-- Start Passage shown --

Art On The Way

9 03 2010

Life has been as full as usual. I spend quite a few hours this week taking pictures of my 3 models. I’m going to Photoshop these down to basic black outlines then silkscreen them over collage materials to create the characters. To the right you can see a picture and then how it’s been altered. I added colors behind it to give you a rough idea of how it will appear in the book, but you have to imagine the colors are colored papers and fabrics.

I’m getting ready to make some ceramic tiles, which I’m going to glaze with patterns and a landscape for when the characters go through Portugal. Portugal is known for their bright ceramic tiles which decorate both the exterior and interior of buildings.

Also in my news, the week after next I’m going to Philadelphia!  There is this cool print conference that I’m going to with my professor and some students from my college. (Go see what it’s about here: http://www.sgcphiladelphia.com/schedule.html). The characters pass through Philadelphia Pennsylvania, so I’m excited to see the city and take some pictures and whatnot.

Here’s a question for you: what is the coolest city you’ve ever been? Post your response in the comments below. I can’t wait to hear from you!





Wet-Foot Endurance

1 03 2010

Sadly, I have very little to report on the project due to the fact that I had a break at college and went with a group of artists to NY city. We went to the MET, the Frick and the MOMA. Very cool!

I’d never been to the city before, and can now proudly say; “I’ve been to the City of Slush.” It was all slush and snow, and required some acrobatic puddle-jumping and serious wet-foot endurance.

Oh, and we made friends with some snow-people in Central Park.

-- End Passage shown --
-- Start Dataset extract --

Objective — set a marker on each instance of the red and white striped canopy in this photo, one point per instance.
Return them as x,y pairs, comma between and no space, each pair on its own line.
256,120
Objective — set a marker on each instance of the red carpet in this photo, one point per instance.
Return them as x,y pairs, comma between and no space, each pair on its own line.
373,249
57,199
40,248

-- End Dataset extract --
-- Start Dataset extract --

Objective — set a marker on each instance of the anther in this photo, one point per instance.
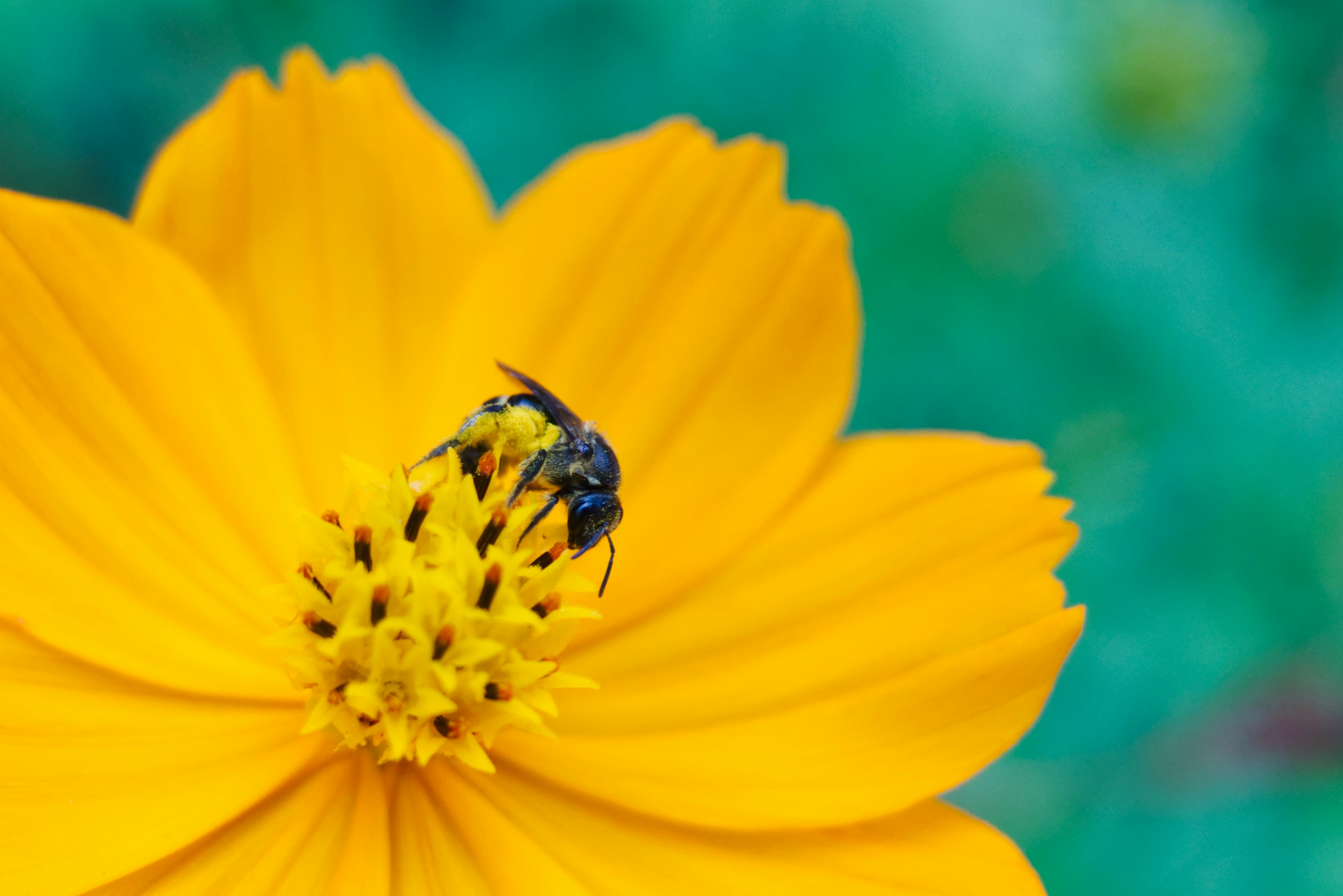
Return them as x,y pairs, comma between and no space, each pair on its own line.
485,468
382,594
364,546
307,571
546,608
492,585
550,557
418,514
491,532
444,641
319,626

-- End Dataset extract --
-- Start Dataset extract --

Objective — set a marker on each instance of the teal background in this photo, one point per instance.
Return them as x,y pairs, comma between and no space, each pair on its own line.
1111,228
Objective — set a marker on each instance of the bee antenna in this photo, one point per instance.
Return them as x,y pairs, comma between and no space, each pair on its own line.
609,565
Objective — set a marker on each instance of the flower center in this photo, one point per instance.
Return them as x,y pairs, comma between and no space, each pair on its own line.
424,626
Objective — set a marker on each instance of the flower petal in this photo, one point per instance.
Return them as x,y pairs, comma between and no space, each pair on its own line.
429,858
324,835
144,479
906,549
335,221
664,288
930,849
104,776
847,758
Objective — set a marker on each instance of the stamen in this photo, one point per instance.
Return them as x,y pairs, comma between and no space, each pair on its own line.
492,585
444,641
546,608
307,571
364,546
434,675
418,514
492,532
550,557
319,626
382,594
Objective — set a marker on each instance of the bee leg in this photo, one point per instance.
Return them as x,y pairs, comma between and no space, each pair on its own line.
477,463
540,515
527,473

-- End Dataset extract --

Required actions:
1 - Please output the part of the blog posts starting with "Life has been" and going on through "interior of buildings.", word for word.
2 - Translate this sentence from the blog posts into Spanish: "Portugal is known for their bright ceramic tiles which decorate both the exterior and interior of buildings."

Written answers:
1 -
Life has been as full as usual. I spend quite a few hours this week taking pictures of my 3 models. I’m going to Photoshop these down to basic black outlines then silkscreen them over collage materials to create the characters. To the right you can see a picture and then how it’s been altered. I added colors behind it to give you a rough idea of how it will appear in the book, but you have to imagine the colors are colored papers and fabrics.

I’m getting ready to make some ceramic tiles, which I’m going to glaze with patterns and a landscape for when the characters go through Portugal. Portugal is known for their bright ceramic tiles which decorate both the exterior and interior of buildings.

2 - Portugal es conocido por sus azulejos de cerámica de colores vivos, que decoran tanto el exterior como el interior de los edificios.